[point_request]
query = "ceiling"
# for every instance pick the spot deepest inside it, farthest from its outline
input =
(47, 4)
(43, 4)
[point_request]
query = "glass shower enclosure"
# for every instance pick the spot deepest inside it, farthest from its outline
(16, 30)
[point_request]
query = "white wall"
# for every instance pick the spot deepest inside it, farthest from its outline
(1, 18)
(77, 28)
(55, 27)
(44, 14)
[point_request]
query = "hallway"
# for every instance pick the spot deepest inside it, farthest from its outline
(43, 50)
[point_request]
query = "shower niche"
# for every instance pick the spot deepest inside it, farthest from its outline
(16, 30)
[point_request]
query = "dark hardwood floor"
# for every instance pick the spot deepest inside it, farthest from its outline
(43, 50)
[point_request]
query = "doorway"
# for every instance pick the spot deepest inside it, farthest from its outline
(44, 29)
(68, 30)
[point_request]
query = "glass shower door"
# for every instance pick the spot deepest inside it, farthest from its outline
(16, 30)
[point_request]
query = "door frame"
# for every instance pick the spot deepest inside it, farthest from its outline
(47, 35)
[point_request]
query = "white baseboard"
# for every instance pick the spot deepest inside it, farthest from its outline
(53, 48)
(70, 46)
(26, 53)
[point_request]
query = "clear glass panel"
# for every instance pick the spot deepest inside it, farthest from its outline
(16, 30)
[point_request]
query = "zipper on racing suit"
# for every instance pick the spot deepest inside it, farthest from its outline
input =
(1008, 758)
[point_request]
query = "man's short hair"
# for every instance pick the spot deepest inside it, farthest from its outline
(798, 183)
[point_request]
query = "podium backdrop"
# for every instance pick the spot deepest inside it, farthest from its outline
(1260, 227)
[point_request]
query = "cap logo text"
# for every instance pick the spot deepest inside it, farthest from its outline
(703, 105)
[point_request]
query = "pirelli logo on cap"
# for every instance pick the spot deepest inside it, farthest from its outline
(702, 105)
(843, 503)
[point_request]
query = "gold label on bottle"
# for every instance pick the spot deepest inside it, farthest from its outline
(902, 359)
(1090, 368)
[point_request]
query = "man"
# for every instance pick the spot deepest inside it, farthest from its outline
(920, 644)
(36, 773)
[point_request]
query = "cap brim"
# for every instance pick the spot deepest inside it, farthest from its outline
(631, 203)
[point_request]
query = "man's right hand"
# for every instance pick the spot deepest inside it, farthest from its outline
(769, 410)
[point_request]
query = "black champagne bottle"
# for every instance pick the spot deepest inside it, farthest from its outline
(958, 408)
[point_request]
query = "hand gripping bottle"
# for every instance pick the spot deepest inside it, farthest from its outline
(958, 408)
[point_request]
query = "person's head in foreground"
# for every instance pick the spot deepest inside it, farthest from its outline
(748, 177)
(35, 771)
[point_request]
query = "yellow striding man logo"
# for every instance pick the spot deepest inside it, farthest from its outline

§ Exercise prompt: Give an exact repetition of all the material.

§ Complete response:
[point_request]
query = "ceiling"
# for every instance pick the spot deepest inside it, farthest from its outline
input =
(47, 4)
(43, 4)
[point_request]
query = "glass shower enclosure"
# for every instance pick the spot deepest inside it, farthest from its outline
(16, 30)
[point_request]
query = "white wall"
# for every instance pick the spot deepest inside it, farthest from its outline
(1, 18)
(77, 28)
(55, 27)
(44, 14)
[point_request]
query = "hallway"
# for every instance pick the spot deepest inside it, farthest from its outline
(43, 50)
[point_request]
query = "shower niche"
# for every instance pick the spot deepest inside it, farthest from its outline
(16, 30)
[point_request]
query = "dark hardwood floor"
# for every instance pick the spot deepest inside it, farthest from its outline
(43, 50)
[point_request]
query = "doorway"
# for every instance pick the spot deepest inside it, farthest from its outline
(44, 29)
(68, 30)
[point_request]
query = "glass shower door"
# for every instance pick the spot deepest inside it, farthest from its outline
(16, 30)
[point_request]
query = "door frame"
# for every instance pick the spot deepest inside it, farthest from its outline
(47, 35)
[point_request]
query = "white baseboard"
# for every instance pick the spot deepest inside it, farthest from its outline
(53, 48)
(70, 46)
(26, 53)
[point_request]
query = "clear glass panel"
# for every instance pick the spot deepest inside it, farthest from its outline
(16, 30)
[point_request]
query = "zipper on racing suit"
# for every instance pick the spot deepest inside it, farthest from its outline
input =
(1008, 758)
[point_request]
query = "man's short hair"
# for every instance pick the spot deepest inside it, farthest from its outline
(798, 183)
[point_request]
query = "podium backdrop"
# for every instance pick the spot deepest inside it, farthest from its outline
(1260, 227)
[point_request]
query = "cap logo text"
# for every instance pick the spot deepest inside it, farthest from its outline
(703, 105)
[point_request]
query = "pirelli logo on cap"
# for every instance pick the spot deepest inside it, farthest from its outline
(702, 105)
(843, 503)
[point_request]
query = "gold label on bottle"
# for every instance pick the spot deepest inside it, farthest from its outline
(902, 359)
(1090, 368)
[point_request]
query = "man"
# for every instance pick the spot deepest inside it, farthest from its outline
(920, 644)
(36, 773)
[point_request]
query = "cap brim"
# for every instance pick the spot deepest inside it, farthest from its outline
(631, 203)
[point_request]
query = "man's right hand"
# for every instance pick the spot deepest inside it, farthest from its outline
(769, 410)
[point_request]
query = "black champagne bottle"
# for every instance pick the spot deepest inside it, farthest from its outline
(958, 408)
[point_request]
query = "hand gripping bottle"
# for every instance pick the spot deepest inside it, farthest from its outline
(958, 408)
[point_request]
query = "person's head in foreground"
# for every instance pick the spot deepest inside it, farthest from its outline
(748, 177)
(35, 771)
[point_request]
query = "yellow striding man logo"
# for every instance pick the spot deepest inside it, farthest from its outline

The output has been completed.